EXCERPTED TEXT >>
▽

India’s Moon Mission: Rover and Lander Prepare for Lunar Night

India's Moon Mission Rover and Lander Prepare for Lunar Night

In a recent update from the Indian Space Research Organisation (ISRO), it has been announced that the Pragyan Rover and the Vikram Lander have successfully completed their tasks and are now in a safe mode of rest as they prepare for the lunar night. ISRO stated, “The rover completes its assignments. It is now safely parked and set into sleep mode.”

This part of the mission was always planned, as Pragyan’s scientific mission was designed for one lunar daytime, equivalent to approximately 14 Earth days. On the Moon, a day lasts about 29.5 Earth days, comprising just over 14 days of continuous sunlight followed by just over 14 days of darkness. During the lunar night, temperatures plummet to a bone-chilling -130°C (-208°F), which could potentially harm the rover’s instruments. In many lunar missions, power is utilized to keep the equipment warm enough to survive. However, with no sunlight to recharge the batteries, there is a risk of running out of power.

ISRO has taken proactive measures to give Pragyan a fighting chance during the lunar night. The team fully charged the rover’s batteries and oriented its solar panel to receive the first rays of sunlight, expected on September 22, 2023. To conserve power, the rover’s two experiments have been switched off, and all collected data has been successfully transmitted back to Earth. Every precaution has been taken to ensure that Pragyan doesn’t enter an eternal slumber.

△

WHAT IS ASKED >>
a) Decide whether each statement agrees with the article on India's Moon mission, answering yes or no and quoting the words of the article that settle it: (i) Pragyan's scientific mission was planned to last one lunar daytime. (ii) The rover's experiments were left running through the lunar night. (iii) A full day on the Moon lasts about 14 Earth days.
b) Carry on the article about India's Moon mission, picking up after its final sentence.

DATA EXTRACT >>
▽

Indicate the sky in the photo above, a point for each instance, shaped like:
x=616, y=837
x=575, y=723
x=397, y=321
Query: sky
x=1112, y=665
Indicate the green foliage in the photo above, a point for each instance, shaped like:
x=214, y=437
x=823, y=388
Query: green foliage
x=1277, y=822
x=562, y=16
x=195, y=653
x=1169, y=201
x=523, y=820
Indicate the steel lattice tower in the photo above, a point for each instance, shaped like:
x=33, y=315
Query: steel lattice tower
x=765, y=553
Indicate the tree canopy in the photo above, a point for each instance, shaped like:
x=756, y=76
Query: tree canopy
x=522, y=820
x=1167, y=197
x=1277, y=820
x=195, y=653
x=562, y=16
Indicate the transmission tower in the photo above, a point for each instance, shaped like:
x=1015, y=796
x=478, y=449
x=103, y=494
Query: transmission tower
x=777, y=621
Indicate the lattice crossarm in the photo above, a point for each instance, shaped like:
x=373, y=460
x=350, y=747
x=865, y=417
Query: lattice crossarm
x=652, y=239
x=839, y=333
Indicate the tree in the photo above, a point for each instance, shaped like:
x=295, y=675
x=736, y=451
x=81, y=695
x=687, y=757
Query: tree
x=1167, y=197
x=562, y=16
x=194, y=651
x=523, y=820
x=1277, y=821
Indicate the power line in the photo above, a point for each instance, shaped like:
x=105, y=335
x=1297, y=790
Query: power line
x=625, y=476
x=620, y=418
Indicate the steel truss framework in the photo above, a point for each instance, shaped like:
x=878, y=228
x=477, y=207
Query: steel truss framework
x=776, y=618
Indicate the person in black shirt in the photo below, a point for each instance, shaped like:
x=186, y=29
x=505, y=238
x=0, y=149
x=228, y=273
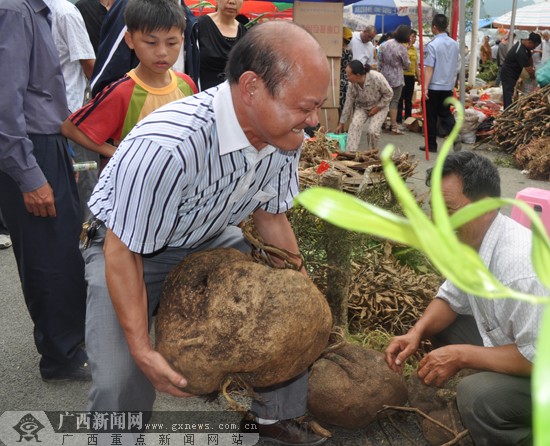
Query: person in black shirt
x=518, y=58
x=218, y=33
x=93, y=12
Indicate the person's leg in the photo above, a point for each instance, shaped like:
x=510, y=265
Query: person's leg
x=5, y=240
x=408, y=93
x=118, y=384
x=87, y=179
x=462, y=331
x=508, y=86
x=49, y=263
x=496, y=409
x=431, y=117
x=400, y=106
x=356, y=129
x=446, y=118
x=374, y=128
x=393, y=109
x=283, y=401
x=498, y=80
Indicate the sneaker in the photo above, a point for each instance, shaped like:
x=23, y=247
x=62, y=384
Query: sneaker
x=5, y=241
x=457, y=145
x=423, y=149
x=286, y=432
x=81, y=373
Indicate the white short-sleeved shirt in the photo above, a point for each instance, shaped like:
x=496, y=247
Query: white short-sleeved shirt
x=73, y=45
x=506, y=251
x=186, y=172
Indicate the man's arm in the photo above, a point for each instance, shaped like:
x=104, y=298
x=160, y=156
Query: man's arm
x=428, y=73
x=275, y=230
x=437, y=316
x=16, y=151
x=72, y=132
x=124, y=274
x=441, y=364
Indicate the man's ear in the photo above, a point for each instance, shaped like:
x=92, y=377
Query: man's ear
x=249, y=85
x=128, y=39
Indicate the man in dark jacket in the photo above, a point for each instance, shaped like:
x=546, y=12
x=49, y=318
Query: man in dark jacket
x=518, y=58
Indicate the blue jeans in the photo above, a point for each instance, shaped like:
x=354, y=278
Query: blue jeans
x=118, y=383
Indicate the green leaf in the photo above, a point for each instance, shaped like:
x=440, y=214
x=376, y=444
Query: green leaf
x=541, y=382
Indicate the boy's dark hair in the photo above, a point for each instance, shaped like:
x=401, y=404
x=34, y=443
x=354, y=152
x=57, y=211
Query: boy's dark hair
x=403, y=33
x=535, y=38
x=480, y=177
x=440, y=22
x=151, y=15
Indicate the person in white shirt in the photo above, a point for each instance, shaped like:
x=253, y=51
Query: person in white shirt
x=545, y=48
x=495, y=336
x=362, y=47
x=77, y=58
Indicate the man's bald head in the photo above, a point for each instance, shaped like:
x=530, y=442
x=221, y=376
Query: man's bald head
x=277, y=51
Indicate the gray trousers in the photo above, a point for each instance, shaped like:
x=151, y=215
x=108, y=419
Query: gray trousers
x=118, y=383
x=496, y=408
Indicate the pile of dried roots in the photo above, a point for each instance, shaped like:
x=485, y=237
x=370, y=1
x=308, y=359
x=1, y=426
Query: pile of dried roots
x=524, y=120
x=388, y=296
x=359, y=169
x=535, y=158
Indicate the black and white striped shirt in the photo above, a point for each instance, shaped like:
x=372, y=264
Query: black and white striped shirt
x=186, y=172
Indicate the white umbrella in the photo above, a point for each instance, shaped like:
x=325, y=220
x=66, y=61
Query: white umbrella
x=530, y=17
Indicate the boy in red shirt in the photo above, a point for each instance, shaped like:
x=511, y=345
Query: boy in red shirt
x=155, y=33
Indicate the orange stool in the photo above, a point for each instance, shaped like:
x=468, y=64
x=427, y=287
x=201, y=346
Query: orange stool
x=539, y=200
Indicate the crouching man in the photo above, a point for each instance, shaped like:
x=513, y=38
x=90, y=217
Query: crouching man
x=495, y=336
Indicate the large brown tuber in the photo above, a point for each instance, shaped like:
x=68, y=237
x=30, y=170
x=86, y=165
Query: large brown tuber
x=349, y=385
x=224, y=316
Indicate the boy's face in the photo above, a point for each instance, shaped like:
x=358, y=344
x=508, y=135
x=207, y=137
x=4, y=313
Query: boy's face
x=157, y=50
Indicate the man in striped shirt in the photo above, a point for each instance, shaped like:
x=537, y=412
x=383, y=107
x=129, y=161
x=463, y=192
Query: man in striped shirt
x=181, y=182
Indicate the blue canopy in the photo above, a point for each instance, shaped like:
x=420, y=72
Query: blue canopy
x=481, y=24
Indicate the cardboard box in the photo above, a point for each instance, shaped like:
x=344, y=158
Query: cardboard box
x=324, y=21
x=414, y=124
x=333, y=95
x=328, y=118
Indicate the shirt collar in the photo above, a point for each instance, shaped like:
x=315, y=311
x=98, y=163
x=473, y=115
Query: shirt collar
x=490, y=239
x=37, y=5
x=230, y=134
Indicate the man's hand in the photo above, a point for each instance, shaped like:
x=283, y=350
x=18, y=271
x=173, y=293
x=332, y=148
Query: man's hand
x=373, y=111
x=40, y=202
x=439, y=365
x=162, y=376
x=400, y=348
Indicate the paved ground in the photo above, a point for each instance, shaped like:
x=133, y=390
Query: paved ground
x=21, y=388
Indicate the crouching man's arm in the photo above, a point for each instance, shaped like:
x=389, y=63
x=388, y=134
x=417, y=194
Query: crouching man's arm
x=124, y=274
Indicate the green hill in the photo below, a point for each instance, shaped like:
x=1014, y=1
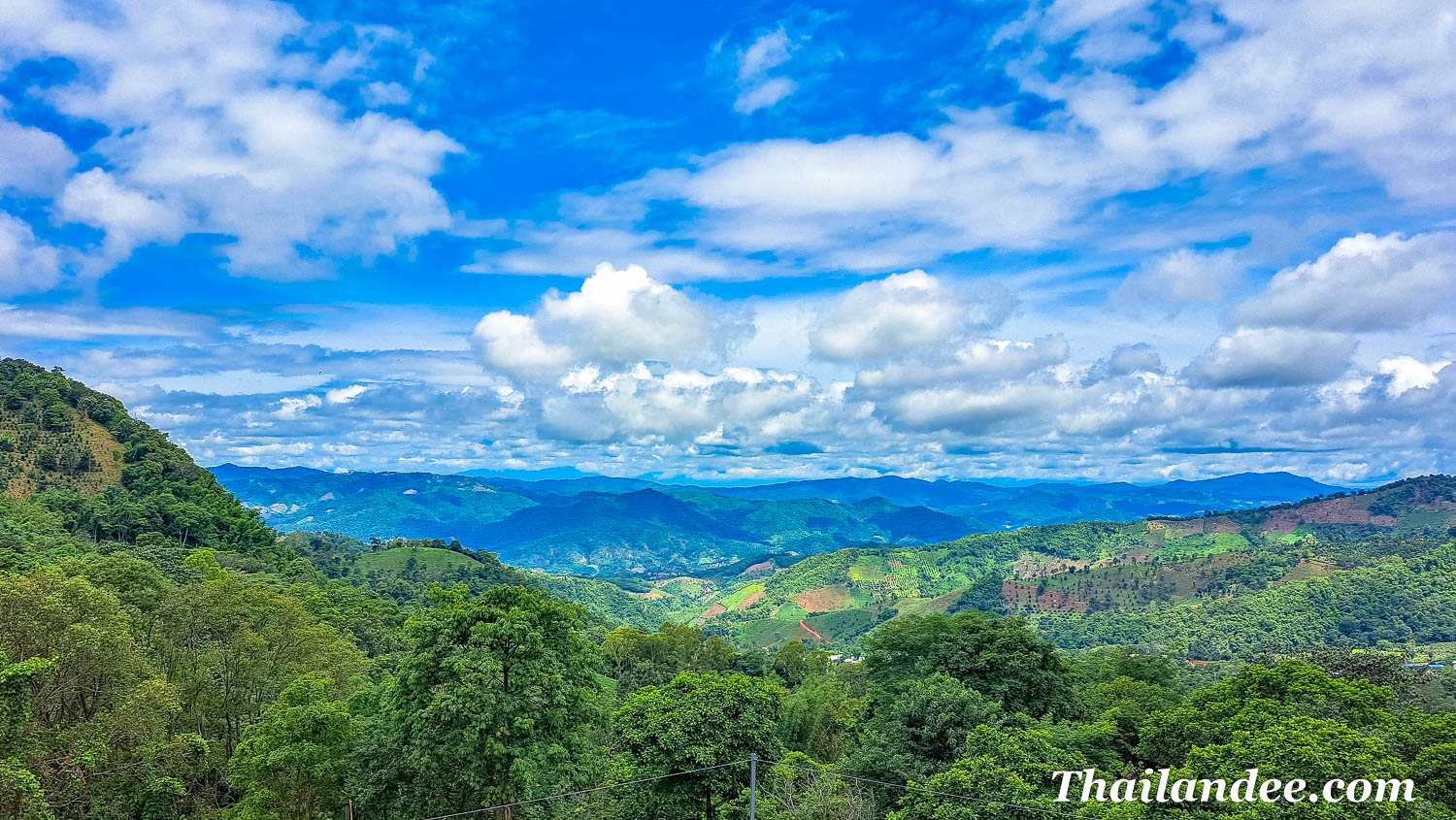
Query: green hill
x=1098, y=583
x=585, y=528
x=107, y=476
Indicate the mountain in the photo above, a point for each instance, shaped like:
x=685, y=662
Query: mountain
x=108, y=476
x=574, y=525
x=993, y=508
x=614, y=525
x=1339, y=570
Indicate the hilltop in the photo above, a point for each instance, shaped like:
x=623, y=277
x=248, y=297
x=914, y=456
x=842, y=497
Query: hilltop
x=577, y=526
x=108, y=476
x=600, y=525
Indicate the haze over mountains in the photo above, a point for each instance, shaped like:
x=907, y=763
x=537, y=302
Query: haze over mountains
x=612, y=526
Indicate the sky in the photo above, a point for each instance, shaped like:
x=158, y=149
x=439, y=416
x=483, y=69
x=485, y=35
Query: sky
x=1085, y=241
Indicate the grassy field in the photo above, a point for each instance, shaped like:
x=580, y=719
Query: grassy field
x=425, y=558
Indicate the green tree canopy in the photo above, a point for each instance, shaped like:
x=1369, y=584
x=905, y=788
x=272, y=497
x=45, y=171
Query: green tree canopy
x=1001, y=657
x=698, y=720
x=497, y=703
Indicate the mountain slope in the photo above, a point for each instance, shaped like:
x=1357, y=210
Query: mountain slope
x=613, y=525
x=1097, y=583
x=577, y=525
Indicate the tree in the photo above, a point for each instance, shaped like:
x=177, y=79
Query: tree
x=1260, y=697
x=230, y=648
x=1004, y=771
x=818, y=718
x=497, y=703
x=1001, y=657
x=22, y=796
x=803, y=790
x=643, y=659
x=293, y=761
x=919, y=729
x=698, y=720
x=1312, y=749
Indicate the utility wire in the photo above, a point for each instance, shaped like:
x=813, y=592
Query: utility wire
x=585, y=791
x=920, y=788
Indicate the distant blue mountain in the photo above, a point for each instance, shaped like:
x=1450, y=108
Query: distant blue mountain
x=622, y=525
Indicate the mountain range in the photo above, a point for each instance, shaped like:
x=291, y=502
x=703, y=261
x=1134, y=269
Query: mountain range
x=602, y=525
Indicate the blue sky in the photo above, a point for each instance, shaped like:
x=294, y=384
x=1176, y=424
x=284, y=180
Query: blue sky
x=739, y=242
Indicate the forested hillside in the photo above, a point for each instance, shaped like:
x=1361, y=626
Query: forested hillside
x=600, y=525
x=1360, y=570
x=165, y=656
x=576, y=528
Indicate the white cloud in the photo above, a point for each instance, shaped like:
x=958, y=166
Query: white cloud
x=888, y=317
x=1341, y=90
x=379, y=95
x=1182, y=277
x=218, y=122
x=977, y=363
x=1409, y=373
x=346, y=395
x=294, y=407
x=757, y=89
x=510, y=343
x=34, y=162
x=765, y=95
x=619, y=317
x=1363, y=282
x=128, y=215
x=1273, y=357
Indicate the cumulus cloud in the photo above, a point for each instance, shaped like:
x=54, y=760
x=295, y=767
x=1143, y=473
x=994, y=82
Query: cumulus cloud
x=220, y=122
x=35, y=162
x=1273, y=357
x=1127, y=358
x=346, y=395
x=1409, y=373
x=757, y=87
x=1182, y=277
x=510, y=343
x=978, y=363
x=899, y=314
x=617, y=317
x=26, y=264
x=1363, y=282
x=1347, y=89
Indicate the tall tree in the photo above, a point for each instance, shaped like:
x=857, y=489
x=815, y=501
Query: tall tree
x=1001, y=657
x=495, y=704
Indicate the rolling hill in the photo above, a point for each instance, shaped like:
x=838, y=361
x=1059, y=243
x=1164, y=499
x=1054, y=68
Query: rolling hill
x=576, y=526
x=600, y=525
x=1164, y=578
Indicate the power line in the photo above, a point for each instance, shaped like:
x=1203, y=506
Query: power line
x=766, y=762
x=923, y=790
x=584, y=791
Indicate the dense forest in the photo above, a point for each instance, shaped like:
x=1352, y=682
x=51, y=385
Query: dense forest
x=166, y=656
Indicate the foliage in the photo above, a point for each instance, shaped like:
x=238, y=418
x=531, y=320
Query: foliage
x=999, y=657
x=495, y=704
x=294, y=759
x=695, y=721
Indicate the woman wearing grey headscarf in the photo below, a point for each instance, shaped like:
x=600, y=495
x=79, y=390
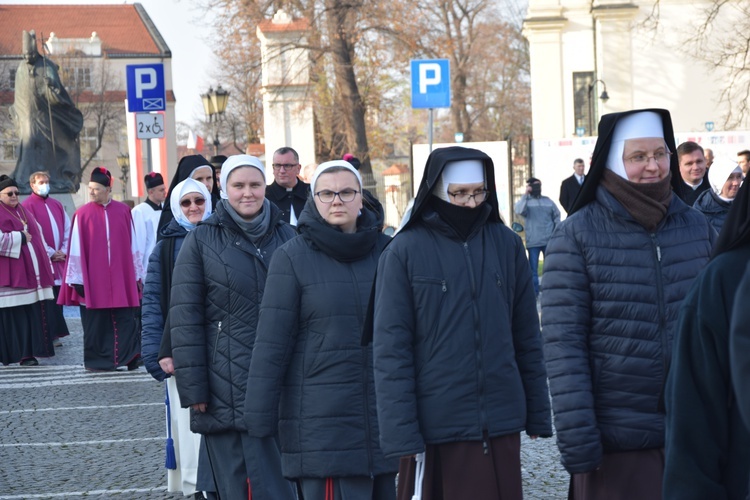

△

SOLVED PROBLEMS >>
a)
(i) Yes: "Pragyan’s scientific mission was designed for one lunar daytime"
(ii) No: "the rover’s two experiments have been switched off"
(iii) No: "On the Moon, a day lasts about 29.5 Earth days"

b)
“Hoping for a successful awakening for another set of assignments! Else, it will forever stay there as India’s lunar ambassador,” ISRO conveyed on X (formerly Twitter) over the weekend. The space agency also confirmed that the Vikram lander has been set to enter sleep mode. But before that, Vikram performed a notable maneuver, executing a bunny hop by flying up by 40 centimeters (15.8 inches) and then landing safely about 40 centimeters away. Instruments were safely stowed and later redeployed. Data was collected at the new location and transmitted back to Earth. ISRO clarified in a tweet, “Vikram Lander is set into sleep mode around 08:00 Hrs. IST today. Prior to that, in-situ experiments by ChaSTE, RAMBHA-LP, and ILSA payloads are performed at the new location. The data collected is received at Earth.”

The spacecraft’s payloads are now turned off, but the lander’s receivers remain active. Vikram will enter sleep mode once its solar power is depleted, and its battery is drained, with hopes of reawakening around September 22, 2023.

India’s maiden soft-landing on the Moon has been a remarkable achievement. They became the first to safely reach the region around the Moon’s South Pole, a location of great interest to space agencies worldwide. With any luck, both the lander and rover will awaken and continue on an extended mission, potentially uncovering more scientific discoveries in the lunar environment.

What do you think?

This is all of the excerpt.